Region pointing data

++++++++++++++++++++

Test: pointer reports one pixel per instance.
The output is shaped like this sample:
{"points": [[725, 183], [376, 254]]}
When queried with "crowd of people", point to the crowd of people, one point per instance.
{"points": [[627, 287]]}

++++++++++++++++++++

An exact copy of the data is needed.

Solution to this problem
Test: pointer reports one pixel per instance.
The output is shaped like this sample:
{"points": [[725, 183], [376, 254]]}
When queried with "crowd of people", point to the crowd of people, one point per instance.
{"points": [[627, 287]]}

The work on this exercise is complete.